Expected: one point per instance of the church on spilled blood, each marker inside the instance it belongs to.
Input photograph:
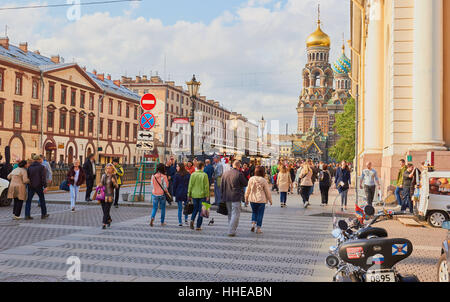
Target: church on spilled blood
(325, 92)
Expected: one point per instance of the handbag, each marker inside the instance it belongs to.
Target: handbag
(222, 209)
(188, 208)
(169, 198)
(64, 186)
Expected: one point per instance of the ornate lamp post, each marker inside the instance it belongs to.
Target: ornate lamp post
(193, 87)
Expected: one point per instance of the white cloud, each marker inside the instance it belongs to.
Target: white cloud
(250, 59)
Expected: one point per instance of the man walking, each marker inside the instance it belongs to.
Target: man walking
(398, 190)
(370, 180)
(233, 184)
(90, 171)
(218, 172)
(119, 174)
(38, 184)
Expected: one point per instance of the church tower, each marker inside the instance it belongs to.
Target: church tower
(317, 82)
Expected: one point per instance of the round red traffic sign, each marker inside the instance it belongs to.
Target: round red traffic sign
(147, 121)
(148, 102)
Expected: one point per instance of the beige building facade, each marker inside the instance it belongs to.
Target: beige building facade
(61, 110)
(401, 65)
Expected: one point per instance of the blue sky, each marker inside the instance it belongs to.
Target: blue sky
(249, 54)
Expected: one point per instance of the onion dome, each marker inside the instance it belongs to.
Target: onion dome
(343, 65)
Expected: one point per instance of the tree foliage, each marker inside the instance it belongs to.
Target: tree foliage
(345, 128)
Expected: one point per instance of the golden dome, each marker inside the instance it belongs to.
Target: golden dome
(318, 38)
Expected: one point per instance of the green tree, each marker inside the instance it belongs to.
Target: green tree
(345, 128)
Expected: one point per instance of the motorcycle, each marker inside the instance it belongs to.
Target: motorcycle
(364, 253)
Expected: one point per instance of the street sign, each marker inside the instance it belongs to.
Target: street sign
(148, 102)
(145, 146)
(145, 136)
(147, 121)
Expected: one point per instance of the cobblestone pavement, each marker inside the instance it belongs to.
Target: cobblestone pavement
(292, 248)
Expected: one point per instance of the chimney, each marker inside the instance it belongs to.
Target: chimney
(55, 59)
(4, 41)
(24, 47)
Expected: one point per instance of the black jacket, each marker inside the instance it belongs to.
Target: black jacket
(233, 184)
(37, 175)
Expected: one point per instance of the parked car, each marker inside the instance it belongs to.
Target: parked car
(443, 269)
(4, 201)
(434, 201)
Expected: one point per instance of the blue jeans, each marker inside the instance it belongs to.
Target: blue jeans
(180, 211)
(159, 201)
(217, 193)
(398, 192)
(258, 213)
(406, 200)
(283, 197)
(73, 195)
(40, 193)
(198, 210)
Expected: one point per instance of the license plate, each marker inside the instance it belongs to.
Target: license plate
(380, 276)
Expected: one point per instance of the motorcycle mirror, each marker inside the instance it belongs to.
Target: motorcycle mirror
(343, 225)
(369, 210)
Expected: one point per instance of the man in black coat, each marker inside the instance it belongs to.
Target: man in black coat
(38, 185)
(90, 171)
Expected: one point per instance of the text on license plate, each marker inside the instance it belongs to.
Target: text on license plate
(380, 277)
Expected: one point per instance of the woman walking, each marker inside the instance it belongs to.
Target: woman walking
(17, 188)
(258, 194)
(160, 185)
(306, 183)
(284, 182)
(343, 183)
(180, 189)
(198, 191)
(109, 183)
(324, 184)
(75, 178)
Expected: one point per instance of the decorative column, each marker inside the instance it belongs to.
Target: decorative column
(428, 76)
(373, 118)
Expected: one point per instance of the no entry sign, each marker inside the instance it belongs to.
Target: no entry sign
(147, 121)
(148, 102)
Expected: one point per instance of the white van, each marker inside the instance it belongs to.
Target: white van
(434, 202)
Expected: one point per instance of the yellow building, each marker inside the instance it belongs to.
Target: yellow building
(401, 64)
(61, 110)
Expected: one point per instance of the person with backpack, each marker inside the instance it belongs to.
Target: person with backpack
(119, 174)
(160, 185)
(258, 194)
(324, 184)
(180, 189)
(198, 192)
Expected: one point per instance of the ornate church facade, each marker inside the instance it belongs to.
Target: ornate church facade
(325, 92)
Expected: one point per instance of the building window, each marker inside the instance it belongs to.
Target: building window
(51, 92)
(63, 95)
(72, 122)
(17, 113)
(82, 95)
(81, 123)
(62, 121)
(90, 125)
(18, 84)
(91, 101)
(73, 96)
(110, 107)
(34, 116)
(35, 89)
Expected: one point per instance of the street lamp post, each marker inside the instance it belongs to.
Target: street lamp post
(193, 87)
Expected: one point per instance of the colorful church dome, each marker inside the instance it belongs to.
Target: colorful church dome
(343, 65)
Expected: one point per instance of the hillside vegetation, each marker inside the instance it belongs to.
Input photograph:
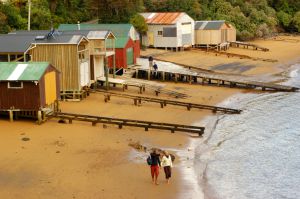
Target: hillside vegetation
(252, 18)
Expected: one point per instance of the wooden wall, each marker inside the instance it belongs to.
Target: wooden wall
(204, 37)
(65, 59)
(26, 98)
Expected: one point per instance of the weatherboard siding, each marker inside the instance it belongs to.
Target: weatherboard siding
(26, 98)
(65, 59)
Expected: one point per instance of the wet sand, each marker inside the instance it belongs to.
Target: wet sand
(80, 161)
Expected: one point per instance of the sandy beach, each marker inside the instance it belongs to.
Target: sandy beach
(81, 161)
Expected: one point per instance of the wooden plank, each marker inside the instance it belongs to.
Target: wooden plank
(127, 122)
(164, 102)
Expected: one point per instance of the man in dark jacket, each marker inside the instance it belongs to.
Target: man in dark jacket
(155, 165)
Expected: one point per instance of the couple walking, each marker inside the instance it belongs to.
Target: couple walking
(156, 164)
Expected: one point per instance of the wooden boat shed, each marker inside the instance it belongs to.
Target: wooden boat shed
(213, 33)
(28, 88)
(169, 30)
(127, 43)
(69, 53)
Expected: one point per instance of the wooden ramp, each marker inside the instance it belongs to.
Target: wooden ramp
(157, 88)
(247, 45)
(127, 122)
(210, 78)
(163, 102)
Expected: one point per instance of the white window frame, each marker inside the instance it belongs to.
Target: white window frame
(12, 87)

:::::

* [WHAT THE TASK ASKS]
Extract, exactly, the lines above that begin at the line containing "Expected: one point per instance of the man in dark" and end at the final line of the records; add no other text.

* [OUTPUT BELOW]
Expected: one point per instance of the man in dark jacket, each marker inside the instance it belongs to.
Target: man in dark jacket
(155, 165)
Expected: one point per instance of the couple walking, each marker inside the instance it belongs to.
Target: couple walking
(156, 164)
Expected: one point per instance of the wooden boat shed, each marker inside the instance it belongs to.
Target: wooden boat shed
(213, 33)
(28, 88)
(169, 30)
(127, 43)
(69, 53)
Expected: one point per instance of the wooden ramp, each marker inside the instance it belongs to.
Target: wooden ramp
(157, 88)
(247, 45)
(127, 122)
(210, 78)
(163, 102)
Expected: one point per instance of the white window frame, each marker inside the instance it belongs to.
Target: white window frame
(12, 87)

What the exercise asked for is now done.